Record set:
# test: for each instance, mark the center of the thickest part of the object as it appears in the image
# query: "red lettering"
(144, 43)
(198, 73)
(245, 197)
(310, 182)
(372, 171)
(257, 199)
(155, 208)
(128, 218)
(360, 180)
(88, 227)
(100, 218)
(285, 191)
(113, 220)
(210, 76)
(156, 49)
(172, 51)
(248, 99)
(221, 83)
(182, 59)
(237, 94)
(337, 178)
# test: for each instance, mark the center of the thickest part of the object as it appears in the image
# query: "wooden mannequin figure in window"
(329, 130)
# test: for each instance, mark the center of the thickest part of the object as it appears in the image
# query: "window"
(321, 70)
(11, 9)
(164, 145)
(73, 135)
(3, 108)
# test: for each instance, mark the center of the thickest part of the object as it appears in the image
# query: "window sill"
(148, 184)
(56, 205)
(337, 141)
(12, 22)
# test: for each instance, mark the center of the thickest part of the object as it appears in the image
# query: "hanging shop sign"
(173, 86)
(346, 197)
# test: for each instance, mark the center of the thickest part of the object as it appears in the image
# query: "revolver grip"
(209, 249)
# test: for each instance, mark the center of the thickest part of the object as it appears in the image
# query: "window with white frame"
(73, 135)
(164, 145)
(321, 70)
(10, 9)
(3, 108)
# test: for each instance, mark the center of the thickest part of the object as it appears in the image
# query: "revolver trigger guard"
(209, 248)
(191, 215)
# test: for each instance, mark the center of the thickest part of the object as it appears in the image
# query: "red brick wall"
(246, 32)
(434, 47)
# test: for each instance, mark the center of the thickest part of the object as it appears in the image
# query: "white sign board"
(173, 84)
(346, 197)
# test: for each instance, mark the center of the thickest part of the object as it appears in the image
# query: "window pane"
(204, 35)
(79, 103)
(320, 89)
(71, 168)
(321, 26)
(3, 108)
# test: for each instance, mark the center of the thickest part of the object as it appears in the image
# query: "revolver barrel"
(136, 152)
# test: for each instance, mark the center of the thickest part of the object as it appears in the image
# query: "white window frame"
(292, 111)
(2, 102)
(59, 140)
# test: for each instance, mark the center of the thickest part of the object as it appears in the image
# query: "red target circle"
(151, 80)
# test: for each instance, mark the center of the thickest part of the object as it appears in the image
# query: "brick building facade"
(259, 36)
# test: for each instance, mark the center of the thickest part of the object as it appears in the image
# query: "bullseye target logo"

Work task: The answer must be all of the entries, restated exactly.

Response to the task:
# test: for each instance, mark the center of the thickest part of the object as it appears in the image
# query: "red lettering"
(144, 43)
(198, 73)
(245, 197)
(310, 182)
(372, 171)
(257, 199)
(155, 208)
(128, 218)
(360, 180)
(88, 227)
(100, 218)
(285, 191)
(113, 220)
(210, 76)
(156, 49)
(172, 51)
(248, 99)
(221, 83)
(182, 59)
(237, 94)
(337, 178)
# test: for each instance, mark the center of the thickest part of the object as it appears in the image
# query: "wooden mannequin figure in window"
(329, 130)
# test: for each instance, mark the center of the thickest part of the object as it appears in the image
# query: "window"
(321, 70)
(11, 9)
(164, 145)
(73, 135)
(3, 108)
# test: for each instance, mark the center of the thickest part of the object as it appears in the image
# query: "window sill"
(148, 184)
(56, 205)
(337, 141)
(12, 22)
# test: for each instance, mark the center of the thickest part of the object as it appears in the image
# query: "hanging shop sign"
(173, 86)
(346, 197)
# test: for each instance, mark the center of the thickest part of the object as it appears in the image
# query: "revolver grip"
(209, 249)
# test: for each instance, mark the center of the thickest part of the object as it appears in the image
# query: "window with white frame"
(73, 135)
(164, 145)
(321, 70)
(10, 9)
(3, 108)
# test: for each instance, mark the center of the thickest part of the object as it appears in the image
# query: "revolver trigger guard"
(209, 248)
(191, 215)
# test: for each instance, mark the center of the thickest part of the object as it appears in the image
# query: "red brick wall"
(246, 32)
(434, 47)
# test: for each instance, mark the center of the thickest part of the object as it appears in the image
# query: "white sign board"
(173, 84)
(346, 197)
# test: for each instance, mark the center of the thickest part of the object as it appears in the image
# query: "window pane"
(204, 35)
(79, 103)
(320, 89)
(71, 168)
(321, 26)
(3, 108)
# test: for each instance, mark the center of the thickest part of the object as it appears in the image
# query: "revolver barrel"
(136, 152)
# test: for each instance, mark the center of the thickest part of the object as it appears in the image
# query: "white window frame"
(292, 111)
(2, 102)
(59, 140)
# test: for each instance, mark the center of the thickest part of the object as it appears in the image
# query: "red target circle"
(151, 80)
# test: for each instance, mark the center of the thickest part of the object as it appears in the image
# query: "brick building facade"
(259, 36)
# test: for each instance, mark the center of the thickest part of the object as it appears in the image
# query: "bullseye target logo"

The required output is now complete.